- INSTRUCTION A: In the article on royal documentaries, which company does Nick Bullen head?
>> start DOCUMENT
More shows on British monarchy to hit the screen

Britain's Prince Harry will wed American actress Meghan Markle (both left) next month.
Britain's Prince Harry will wed American actress Meghan Markle next month.PHOTO: REUTERS

Growing interest in the wedding of Prince Harry and American actress Meghan Markle is a big factor for the many royal documentaries shown at Cannes

CANNES • An avalanche of royal documentaries is set to sweep television schedules across the world in the run-up to the marriage of Britain's Prince Harry, 33, and American actress Meghan Markle, 36, next month.

"The world has gone crazy for the royal wedding," said Nick Bullen, the king of British royal TV, who has nearly nine hours of programmes in the pipeline for National Geographic, America's Fox network and Britain's ITV.

Rival shows such as Invitation To A Royal Wedding, about the behind-the-scenes planning for the big day, are among a raft being snapped up by buyers at MIPTV, the world's top TV market in Cannes, France.

"Kate and William was big," said Mr Bullen, head of Spun Gold TV, referring to the 2011 wedding of Prince Harry's brother and sister-in-law.

"But the Meghan factor has been huge. This is now an American story, one of their own, an American princess," he added.

"The last American to marry into the royal family was Wallace Simpson and look what happened there. That was quite a big world story."

The Meghan factor has been huge. This is now an American story, one of their own, an American princess. The last American to marry into the royal family was Wallace Simpson and look what happened there. That was quite a big world story.

MR NICK BULLEN, head of Spun Gold TV, on why there is global interest in the wedding of Prince Harry and actress Meghan Markle

Markle is like nothing the British royal family has ever seen before, said Mr Bullen.

"We now have a divorced mixed-race actress. She is beautiful, clever and opinionated. She is bringing something to the House of Windsor that has been missing for an awful long time. She is making the Windsors feel relevant to an audience that hadn't considered them before."
>> end DOCUMENT
>> start PROVIDED RECORDS
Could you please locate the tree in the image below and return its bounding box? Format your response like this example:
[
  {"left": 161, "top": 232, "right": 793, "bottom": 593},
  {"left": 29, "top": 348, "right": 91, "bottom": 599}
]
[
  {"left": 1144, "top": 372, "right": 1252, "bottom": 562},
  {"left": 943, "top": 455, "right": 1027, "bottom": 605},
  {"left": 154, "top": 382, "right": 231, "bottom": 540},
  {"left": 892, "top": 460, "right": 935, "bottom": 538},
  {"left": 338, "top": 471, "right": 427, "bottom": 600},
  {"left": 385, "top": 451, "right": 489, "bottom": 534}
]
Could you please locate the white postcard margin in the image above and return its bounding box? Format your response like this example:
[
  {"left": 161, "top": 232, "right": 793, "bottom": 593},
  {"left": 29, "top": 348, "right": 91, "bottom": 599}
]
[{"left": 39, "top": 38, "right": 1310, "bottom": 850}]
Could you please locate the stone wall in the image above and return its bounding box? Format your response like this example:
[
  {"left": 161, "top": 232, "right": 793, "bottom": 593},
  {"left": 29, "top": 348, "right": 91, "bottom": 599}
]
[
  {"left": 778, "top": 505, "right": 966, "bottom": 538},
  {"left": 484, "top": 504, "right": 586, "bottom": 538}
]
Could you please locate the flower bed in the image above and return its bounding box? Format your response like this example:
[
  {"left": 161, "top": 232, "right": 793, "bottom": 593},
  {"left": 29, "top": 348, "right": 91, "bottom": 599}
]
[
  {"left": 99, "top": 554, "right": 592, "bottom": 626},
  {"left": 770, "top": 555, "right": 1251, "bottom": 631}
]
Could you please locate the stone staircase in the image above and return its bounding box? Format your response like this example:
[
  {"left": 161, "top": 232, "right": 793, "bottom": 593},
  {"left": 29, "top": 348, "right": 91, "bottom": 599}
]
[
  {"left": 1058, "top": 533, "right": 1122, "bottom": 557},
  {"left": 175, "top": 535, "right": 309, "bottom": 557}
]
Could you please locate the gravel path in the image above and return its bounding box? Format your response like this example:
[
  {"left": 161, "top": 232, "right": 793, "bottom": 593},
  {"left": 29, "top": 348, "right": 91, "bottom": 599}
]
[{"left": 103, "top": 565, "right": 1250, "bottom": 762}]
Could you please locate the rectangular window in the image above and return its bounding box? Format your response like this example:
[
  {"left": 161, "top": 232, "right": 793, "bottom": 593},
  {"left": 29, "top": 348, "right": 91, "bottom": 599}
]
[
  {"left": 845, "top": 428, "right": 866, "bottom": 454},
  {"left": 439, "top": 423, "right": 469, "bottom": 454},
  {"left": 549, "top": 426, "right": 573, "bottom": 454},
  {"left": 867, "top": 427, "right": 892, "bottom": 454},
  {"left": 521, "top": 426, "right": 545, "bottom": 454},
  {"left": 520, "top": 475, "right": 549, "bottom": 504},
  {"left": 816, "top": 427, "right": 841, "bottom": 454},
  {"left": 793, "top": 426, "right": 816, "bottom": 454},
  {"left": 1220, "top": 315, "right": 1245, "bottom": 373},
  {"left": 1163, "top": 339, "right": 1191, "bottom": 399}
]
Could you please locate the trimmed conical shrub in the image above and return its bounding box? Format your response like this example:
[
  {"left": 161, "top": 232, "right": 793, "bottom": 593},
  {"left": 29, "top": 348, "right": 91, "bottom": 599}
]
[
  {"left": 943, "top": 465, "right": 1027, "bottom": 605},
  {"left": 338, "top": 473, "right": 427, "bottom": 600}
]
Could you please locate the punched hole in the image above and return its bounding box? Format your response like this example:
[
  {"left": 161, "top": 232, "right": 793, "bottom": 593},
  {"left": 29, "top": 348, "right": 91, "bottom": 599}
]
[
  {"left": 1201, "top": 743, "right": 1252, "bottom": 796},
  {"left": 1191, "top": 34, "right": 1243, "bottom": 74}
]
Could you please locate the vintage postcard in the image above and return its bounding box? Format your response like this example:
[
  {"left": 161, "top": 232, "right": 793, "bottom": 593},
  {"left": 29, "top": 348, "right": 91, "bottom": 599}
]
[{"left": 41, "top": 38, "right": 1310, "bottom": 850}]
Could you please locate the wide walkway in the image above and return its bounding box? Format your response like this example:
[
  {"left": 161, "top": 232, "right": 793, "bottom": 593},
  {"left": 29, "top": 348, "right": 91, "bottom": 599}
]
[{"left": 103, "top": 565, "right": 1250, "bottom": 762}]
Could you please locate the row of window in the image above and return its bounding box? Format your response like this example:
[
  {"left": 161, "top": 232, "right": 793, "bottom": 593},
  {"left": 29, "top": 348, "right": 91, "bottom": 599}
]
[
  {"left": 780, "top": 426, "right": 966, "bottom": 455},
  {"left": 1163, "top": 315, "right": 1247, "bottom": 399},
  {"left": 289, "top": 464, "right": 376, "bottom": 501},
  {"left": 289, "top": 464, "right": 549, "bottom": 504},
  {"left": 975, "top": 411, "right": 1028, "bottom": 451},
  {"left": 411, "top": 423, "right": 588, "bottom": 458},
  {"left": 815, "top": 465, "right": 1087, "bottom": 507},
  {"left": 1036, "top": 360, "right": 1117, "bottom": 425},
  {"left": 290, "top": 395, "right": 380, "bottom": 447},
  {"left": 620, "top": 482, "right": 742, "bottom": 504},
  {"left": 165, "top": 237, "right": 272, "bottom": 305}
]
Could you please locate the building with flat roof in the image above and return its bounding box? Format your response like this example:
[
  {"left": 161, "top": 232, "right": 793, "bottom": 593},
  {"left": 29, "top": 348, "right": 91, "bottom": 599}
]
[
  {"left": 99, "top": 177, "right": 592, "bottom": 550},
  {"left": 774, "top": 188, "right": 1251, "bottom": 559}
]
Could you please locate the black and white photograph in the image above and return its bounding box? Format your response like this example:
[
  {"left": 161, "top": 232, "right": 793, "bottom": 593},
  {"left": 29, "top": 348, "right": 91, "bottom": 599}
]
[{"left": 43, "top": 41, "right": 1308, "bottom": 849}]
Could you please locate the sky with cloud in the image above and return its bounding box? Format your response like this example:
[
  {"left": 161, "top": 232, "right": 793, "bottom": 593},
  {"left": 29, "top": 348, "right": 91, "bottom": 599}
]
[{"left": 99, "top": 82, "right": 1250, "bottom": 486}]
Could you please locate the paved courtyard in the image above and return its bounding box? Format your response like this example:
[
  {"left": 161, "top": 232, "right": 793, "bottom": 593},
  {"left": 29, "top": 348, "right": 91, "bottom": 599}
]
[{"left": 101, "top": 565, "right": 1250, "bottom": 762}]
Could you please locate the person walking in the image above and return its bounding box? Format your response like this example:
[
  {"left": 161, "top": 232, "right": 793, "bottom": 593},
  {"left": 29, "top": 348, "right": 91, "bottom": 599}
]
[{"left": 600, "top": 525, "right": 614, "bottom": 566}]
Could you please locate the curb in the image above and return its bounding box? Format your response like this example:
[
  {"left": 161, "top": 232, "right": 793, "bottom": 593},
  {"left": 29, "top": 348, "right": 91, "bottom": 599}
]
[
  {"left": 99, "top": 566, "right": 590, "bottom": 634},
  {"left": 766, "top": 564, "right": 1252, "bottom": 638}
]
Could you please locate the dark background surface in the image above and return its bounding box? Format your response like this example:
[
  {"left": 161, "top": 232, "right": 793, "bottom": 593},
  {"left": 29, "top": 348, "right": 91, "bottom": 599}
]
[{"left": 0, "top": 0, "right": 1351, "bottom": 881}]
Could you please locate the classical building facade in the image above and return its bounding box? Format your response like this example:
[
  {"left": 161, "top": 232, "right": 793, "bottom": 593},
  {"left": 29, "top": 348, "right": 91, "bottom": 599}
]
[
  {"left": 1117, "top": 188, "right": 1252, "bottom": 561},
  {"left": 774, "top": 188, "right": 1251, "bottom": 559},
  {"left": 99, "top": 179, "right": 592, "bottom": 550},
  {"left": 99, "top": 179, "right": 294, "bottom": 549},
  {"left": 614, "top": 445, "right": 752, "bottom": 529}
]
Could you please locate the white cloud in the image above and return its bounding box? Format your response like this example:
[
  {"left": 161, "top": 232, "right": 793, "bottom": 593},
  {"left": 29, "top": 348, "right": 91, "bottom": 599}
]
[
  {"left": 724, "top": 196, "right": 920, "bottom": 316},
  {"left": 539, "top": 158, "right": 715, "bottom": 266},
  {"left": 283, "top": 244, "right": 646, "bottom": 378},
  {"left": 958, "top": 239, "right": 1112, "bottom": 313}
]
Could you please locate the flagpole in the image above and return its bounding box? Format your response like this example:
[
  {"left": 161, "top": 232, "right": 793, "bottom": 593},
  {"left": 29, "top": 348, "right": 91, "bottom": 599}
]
>> end PROVIDED RECORDS
- INSTRUCTION B: Change "flagpole" to "lamppost" in the records, starting at the line containing "Could you please locate the white cloud" and ending at the last line of the records, and reproduce that stretch with everything else left as is.

- RESPONSE A: Spun Gold TV.

- RESPONSE B:
Could you please locate the white cloud in the image above and return its bounding box? Format your response like this example:
[
  {"left": 161, "top": 232, "right": 793, "bottom": 593},
  {"left": 29, "top": 348, "right": 91, "bottom": 599}
]
[
  {"left": 724, "top": 196, "right": 920, "bottom": 316},
  {"left": 539, "top": 158, "right": 715, "bottom": 266},
  {"left": 283, "top": 244, "right": 646, "bottom": 378},
  {"left": 958, "top": 239, "right": 1112, "bottom": 313}
]
Could you please locate the lamppost in the image above and return its bounding box? Format your response like this example:
[
  {"left": 161, "top": 232, "right": 793, "bottom": 593},
  {"left": 29, "top": 348, "right": 91, "bottom": 599}
]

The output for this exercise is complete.